[Texte fourni]
——

Procédure contentieuse antérieure :

Mme G... C... D... épouse A... a demandé au tribunal administratif de Nantes d'annuler l'arrêté du 28 septembre 2023 par lequel le préfet de la Loire-Atlantique a refusé de lui délivrer un titre de séjour, lui a fait obligation de quitter le territoire français dans un délai de trente jours et a fixé le pays à destination duquel elle pourra être reconduite d'office lorsque le délai sera expiré.

Par un jugement n° 2401962 du 19 décembre 2024, le tribunal administratif de Nantes a annulé l'arrêté du 28 septembre 2023 du préfet de la Loire-Atlantique.

Procédure devant la cour :

Par une requête, enregistrée le 24 décembre 2024, le préfet de la Loire-Atlantique demande à la cour :

1°) d'annuler ce jugement du 19 décembre 2024 du tribunal administratif de Nantes ;

2°) de rejeter la demande de Mme C... D... épouse A....

Il soutient que c'est à tort que le premier juge a retenu le moyen tiré de ce que son arrêté est entaché d'un défaut d'examen de la situation de Mme C... D....

La requête a été communiquée à Mme C... D... épouse A... qui n'a pas produit d'observations.

Vu les autres pièces du dossier.

——

[Données enregistrées]
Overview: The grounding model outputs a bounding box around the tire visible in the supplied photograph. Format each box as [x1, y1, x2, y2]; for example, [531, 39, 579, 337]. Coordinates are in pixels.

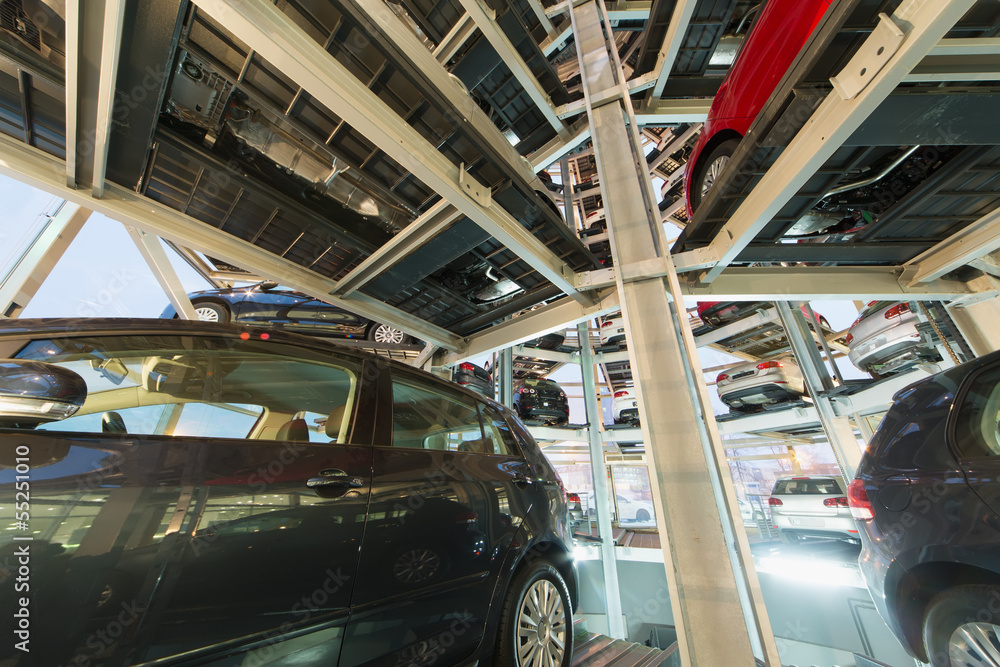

——

[Objectifs]
[1] D'après le texte fourni, pour quelle raison le préfet de la Loire-Atlantique demande-t-il à la cour d'annuler le jugement du 19 décembre 2024 ?
[2] Recopiez mot pour mot le passage du texte fourni situé entre « Par un jugement » et « de la Loire-Atlantique. », ces deux extraits compris.
[3] Selon le texte fourni, à quelle date la requête du préfet a-t-elle été enregistrée ?

[Réponses aux exercices]
[1] Le préfet soutient que le premier juge a retenu à tort le moyen tiré de ce que son arrêté serait entaché d'un défaut d'examen de la situation de Mme C... D.... Il conteste donc le motif sur lequel le tribunal administratif de Nantes a fondé l'annulation de son arrêté.

[2]
Par un jugement n° 2401962 du 19 décembre 2024, le tribunal administratif de Nantes a annulé l'arrêté du 28 septembre 2023 du préfet de la Loire-Atlantique.

[3] Le 24 décembre 2024.